◆ What you need to do
Return, word for word, the passage of the text on grandparents who babysit starting with "Participants would attend" and going on through "useful comparison data.".

(Excerpt to read Opens)

Grandparents Who Babysit Live Longer..according to science

Grandparents are so sweet, they dote on their grandkids, and they have lots of love to share! But unfortunately, with their old age comes a lot of potential problems, typically to do with physical and mental decline. It can be challenging to think of the difficulties your lovely grandparents face as they grow older.

But did you know that grandparents can potentially extend their lifespans just by being grandparents? Spending regular amounts of time with their little ones can improve their overall longevity – and that’s a scientifically proven fact!



The study concerning this exciting phenomenon is entitled “Caregiving within and beyond the family is associated with lower mortality for the caregiver: A prospective study.” It was published in Evolution and Human Behavior in 2016. The authors, in alphabetical order, are:

  • David A. Coall – Edith Cowan University and University of Western Australia
  • Denis Gerstorf – Humboldt University
  • Ralph Hertwig – Max Planck Institute for Human Development
  • Sonja Hilbrand (lead author) – University of Basel and Max Planck Institute for Human Development

The study was of a prospective cohort variety. Its aim was simple: to determine the relationship between life expectancy and caregiving duties provided by grandparents, whether to their relatives or others. But why focus on this specific topic?

A number of studies have indicated that just being a grandparent can have positive benefits on overall health. But at the same time, there are conflicting studies that suggest that some grandparents wind up dealing with the opposite. This is especially the case when they wind up needing to care for their grandchildren from prolonged periods. (1)


This study was conducted with a simple method over multiple years. Here are some details about the study methods.


Researchers referred to Berlin Aging Study data, also known as BASE. They collected and recorded information regarding health details and social interactions and conditions. They also recorded information regarding the younger family of grandparents.

Researchers selected participants within the BASE system randomly. They pulled the participant data from the records of the registration office in West Berlin. They were all aged 70 or older, and there were 516 of them in total.


Participants would attend medical examinations and interviews, each conducted in either their own homes or with their doctors in hospitals or other practice locations. Some individuals were grandparents while others were not, allowing for useful comparison data.


Participants were asked to provide details regarding their caregiving activities in the past year. “Caregiving” in the context of this study was described as the act of spending time with a grandchild – whether to watch over them or for bonding time – without that child’s parents being present.


Participants attended these tests and interviews every two years beginning the year 1990 and ending in 2009. As such, the study was conducted over the long span of 20 years, and it reached completion in 2016.

(Excerpt to read Closes)
(The data Opens)

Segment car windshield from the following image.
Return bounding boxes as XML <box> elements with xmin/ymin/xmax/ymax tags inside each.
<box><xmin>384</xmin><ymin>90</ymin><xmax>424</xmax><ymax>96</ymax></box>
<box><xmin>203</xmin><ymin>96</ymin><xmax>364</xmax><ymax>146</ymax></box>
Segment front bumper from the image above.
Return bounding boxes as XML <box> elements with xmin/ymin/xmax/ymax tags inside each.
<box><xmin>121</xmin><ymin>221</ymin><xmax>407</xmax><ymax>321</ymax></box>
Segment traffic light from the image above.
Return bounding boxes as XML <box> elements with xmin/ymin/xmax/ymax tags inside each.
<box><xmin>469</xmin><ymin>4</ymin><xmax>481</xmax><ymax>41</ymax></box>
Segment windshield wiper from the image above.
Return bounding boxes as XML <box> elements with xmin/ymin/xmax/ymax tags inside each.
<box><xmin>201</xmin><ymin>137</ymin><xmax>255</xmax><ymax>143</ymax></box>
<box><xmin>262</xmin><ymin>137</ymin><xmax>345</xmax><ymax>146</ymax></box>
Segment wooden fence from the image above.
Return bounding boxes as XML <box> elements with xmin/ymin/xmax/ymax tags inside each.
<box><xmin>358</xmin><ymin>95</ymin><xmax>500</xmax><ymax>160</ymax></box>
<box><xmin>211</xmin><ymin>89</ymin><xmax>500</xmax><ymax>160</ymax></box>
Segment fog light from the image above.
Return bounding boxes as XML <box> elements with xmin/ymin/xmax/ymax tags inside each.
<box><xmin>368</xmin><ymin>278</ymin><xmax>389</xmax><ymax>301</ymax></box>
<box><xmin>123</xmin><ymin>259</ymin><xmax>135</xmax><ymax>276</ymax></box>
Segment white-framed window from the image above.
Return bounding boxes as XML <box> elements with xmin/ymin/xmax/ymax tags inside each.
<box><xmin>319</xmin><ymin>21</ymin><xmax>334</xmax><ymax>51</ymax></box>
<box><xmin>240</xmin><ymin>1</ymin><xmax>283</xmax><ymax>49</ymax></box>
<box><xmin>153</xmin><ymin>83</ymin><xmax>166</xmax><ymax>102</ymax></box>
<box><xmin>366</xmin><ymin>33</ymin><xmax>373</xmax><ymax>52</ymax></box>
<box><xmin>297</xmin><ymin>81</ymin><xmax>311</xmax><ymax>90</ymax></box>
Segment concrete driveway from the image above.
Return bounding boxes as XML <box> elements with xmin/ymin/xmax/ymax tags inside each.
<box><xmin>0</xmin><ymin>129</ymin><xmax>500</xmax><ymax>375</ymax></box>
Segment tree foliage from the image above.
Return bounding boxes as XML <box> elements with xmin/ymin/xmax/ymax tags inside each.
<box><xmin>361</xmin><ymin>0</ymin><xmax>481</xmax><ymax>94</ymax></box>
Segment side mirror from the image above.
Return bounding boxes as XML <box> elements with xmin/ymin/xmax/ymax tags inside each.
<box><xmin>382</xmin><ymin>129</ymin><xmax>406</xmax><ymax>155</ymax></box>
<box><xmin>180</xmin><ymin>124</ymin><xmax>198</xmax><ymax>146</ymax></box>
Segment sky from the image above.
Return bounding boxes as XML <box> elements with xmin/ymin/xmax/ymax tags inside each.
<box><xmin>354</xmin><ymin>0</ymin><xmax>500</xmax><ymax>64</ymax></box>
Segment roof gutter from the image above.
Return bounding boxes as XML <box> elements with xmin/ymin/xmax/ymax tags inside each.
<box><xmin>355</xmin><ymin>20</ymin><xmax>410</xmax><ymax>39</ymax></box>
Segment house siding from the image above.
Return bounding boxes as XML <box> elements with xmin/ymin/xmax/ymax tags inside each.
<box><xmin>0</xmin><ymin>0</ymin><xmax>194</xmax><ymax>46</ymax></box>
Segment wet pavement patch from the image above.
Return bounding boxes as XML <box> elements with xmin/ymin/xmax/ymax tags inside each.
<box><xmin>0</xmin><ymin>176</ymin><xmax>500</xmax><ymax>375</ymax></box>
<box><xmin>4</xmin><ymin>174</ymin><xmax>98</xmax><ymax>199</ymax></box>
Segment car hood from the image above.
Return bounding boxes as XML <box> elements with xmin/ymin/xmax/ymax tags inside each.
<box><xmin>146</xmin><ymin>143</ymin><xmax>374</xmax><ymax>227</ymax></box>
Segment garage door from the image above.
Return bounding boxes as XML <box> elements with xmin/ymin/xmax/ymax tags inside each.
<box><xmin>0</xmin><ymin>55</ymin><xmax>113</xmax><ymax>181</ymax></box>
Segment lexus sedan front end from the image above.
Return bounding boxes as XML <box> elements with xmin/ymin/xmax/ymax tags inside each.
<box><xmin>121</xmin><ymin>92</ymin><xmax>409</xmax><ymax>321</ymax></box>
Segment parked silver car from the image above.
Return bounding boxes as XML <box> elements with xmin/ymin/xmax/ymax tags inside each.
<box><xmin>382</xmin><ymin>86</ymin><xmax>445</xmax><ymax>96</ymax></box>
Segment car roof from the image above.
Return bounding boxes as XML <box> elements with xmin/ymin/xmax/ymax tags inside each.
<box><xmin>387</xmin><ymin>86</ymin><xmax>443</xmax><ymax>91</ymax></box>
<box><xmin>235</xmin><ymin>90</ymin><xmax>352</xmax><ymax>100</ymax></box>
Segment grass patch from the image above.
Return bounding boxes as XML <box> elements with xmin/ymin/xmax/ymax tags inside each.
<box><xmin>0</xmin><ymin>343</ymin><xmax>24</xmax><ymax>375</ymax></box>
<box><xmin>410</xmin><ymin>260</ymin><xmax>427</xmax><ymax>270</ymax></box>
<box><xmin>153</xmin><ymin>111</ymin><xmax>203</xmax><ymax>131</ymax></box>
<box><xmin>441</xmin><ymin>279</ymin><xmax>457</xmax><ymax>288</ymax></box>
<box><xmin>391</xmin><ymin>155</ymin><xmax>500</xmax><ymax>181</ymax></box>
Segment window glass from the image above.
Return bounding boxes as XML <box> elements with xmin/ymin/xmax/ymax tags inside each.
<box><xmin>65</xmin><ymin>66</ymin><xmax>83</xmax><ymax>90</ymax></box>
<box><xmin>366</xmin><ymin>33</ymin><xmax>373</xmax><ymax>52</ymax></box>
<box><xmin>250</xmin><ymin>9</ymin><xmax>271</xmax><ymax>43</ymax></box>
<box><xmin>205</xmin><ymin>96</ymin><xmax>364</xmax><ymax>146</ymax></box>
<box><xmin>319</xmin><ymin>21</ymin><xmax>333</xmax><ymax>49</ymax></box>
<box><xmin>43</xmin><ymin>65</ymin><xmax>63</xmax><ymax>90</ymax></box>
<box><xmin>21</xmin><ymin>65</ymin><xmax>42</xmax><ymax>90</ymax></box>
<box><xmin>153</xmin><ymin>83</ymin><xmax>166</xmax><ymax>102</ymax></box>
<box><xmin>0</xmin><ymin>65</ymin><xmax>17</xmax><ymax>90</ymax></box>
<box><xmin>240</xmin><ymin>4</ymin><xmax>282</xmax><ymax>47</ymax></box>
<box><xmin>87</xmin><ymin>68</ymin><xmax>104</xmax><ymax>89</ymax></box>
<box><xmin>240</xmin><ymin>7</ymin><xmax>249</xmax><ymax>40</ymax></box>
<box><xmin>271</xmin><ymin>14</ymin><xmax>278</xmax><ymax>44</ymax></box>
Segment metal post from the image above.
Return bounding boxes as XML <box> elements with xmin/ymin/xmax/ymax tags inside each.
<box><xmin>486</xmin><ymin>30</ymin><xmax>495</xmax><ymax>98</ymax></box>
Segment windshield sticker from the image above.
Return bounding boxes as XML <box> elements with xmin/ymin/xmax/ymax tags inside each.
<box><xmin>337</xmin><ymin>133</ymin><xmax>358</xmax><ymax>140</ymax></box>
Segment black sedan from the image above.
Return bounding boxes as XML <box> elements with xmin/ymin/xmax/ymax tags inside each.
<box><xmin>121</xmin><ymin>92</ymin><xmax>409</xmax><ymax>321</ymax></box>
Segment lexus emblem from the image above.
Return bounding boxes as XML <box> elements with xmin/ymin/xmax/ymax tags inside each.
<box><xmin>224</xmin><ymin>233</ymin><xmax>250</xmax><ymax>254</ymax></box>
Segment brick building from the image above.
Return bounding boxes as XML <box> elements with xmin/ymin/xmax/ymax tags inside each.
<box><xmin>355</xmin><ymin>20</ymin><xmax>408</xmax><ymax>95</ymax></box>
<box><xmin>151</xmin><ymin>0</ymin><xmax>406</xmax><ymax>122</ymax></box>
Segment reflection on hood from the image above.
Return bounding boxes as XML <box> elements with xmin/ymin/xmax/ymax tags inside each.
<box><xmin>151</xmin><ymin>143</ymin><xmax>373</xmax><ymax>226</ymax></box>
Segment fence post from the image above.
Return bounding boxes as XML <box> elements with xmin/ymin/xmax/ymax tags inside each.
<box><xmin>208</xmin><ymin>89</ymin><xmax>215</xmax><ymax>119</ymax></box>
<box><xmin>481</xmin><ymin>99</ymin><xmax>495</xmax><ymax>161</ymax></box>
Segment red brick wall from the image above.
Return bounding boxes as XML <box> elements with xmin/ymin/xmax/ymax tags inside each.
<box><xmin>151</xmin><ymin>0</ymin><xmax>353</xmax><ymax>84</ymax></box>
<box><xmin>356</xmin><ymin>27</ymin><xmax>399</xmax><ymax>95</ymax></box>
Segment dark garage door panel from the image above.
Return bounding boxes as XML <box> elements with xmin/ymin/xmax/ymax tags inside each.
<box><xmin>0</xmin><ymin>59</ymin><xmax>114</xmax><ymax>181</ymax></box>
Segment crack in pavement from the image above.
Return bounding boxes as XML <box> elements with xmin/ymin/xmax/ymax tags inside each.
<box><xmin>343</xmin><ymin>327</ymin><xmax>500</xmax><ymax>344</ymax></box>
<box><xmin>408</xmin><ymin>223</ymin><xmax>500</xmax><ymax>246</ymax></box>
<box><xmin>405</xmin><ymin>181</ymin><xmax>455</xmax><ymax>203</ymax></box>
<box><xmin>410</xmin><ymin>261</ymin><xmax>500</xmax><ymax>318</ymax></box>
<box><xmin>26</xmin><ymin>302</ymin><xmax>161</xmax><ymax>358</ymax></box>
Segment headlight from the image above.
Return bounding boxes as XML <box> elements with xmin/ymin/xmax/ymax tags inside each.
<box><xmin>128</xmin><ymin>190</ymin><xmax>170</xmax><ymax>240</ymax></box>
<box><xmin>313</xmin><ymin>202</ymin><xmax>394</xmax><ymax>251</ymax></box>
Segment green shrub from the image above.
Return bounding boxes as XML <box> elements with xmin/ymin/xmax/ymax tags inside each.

(The data Closes)

◆ Completed exercise
Participants would attend medical examinations and interviews, each conducted in either their own homes or with their doctors in hospitals or other practice locations. Some individuals were grandparents while others were not, allowing for useful comparison data.